Estratto del documento:
☆ ☆ ☆

A Costantino si deve dapprima il vanto dell’iniziali del soprannome Cristo (sanzionato indirettamente – Rex – dal titolo imposto alla Croce) e subito dopo la prima pubblicazione del glorioso Volto del Salvatore nel timpano della Basilica a Lui dedicata (la Lateranense).

Infine Costantino si decise a fare del cristianesimo il nuovo cemento spirituale dell’Impero e perciò anche il simbolo della Croce venne glorificato.

Ma il vero senso della glorificazione era vissuto solo all’interno della vita ecclesiale (nella cui compagine Costantino entrò solo alla fine della sua vita), specialmente nel rito eucaristico, e si trattò (sulle orme interpretative di Paolo) soltanto di “senso mistico”, d’immedesimazione dell’uomo di fede nel mistero di Cristo morto e risorto.

Da questo senso mistico è giustificata l’esaltazione del segno della Croce sui pinnacoli dei templi (costruiti essi stessi come croci) e anche sulle cime dei monti, in quanto i monti richiamano le altezze spirituali, le quali sono sempre significative di comunione con Dio, vera gloria dell’uomo che liberamente si affranca dalle bassezze. E non a caso la festa della Santa Croce fu fissata nell’Egitto divenuto cristiano il 14 settembre, perché quel giorno si aprivano le chiuse del Nilo e venivano per tutti le acque fecondatrici di vita.

☆ ☆ ☆

Dati archiviati:
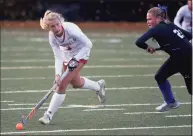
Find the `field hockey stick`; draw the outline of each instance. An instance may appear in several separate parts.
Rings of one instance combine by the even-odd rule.
[[[38,104],[31,110],[31,112],[27,115],[27,117],[22,119],[22,124],[27,124],[29,120],[33,118],[36,111],[42,106],[42,104],[48,99],[48,97],[52,94],[52,92],[57,87],[57,84],[54,84],[53,87],[47,92],[47,94],[38,102]]]
[[[61,79],[63,79],[67,74],[69,70],[67,69],[61,76]],[[43,103],[49,98],[49,96],[52,94],[52,92],[56,89],[58,85],[54,84],[53,87],[47,92],[47,94],[36,104],[36,106],[31,110],[31,112],[27,115],[27,117],[22,117],[22,124],[27,124],[29,120],[33,118],[36,111],[43,105]]]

☆ ☆ ☆

Ricopia senza modifiche la parte del brano sulla Croce che inizia con le parole "Ma il vero senso" e fermati dopo le parole "fecondatrici di vita.". Per questo lavoro le righe non servono.

Ma il vero senso della glorificazione era vissuto solo all’interno della vita ecclesiale (nella cui compagine Costantino entrò solo alla fine della sua vita), specialmente nel rito eucaristico, e si trattò (sulle orme interpretative di Paolo) soltanto di “senso mistico”, d’immedesimazione dell’uomo di fede nel mistero di Cristo morto e risorto.

Da questo senso mistico è giustificata l’esaltazione del segno della Croce sui pinnacoli dei templi (costruiti essi stessi come croci) e anche sulle cime dei monti, in quanto i monti richiamano le altezze spirituali, le quali sono sempre significative di comunione con Dio, vera gloria dell’uomo che liberamente si affranca dalle bassezze. E non a caso la festa della Santa Croce fu fissata nell’Egitto divenuto cristiano il 14 settembre, perché quel giorno si aprivano le chiuse del Nilo e venivano per tutti le acque fecondatrici di vita.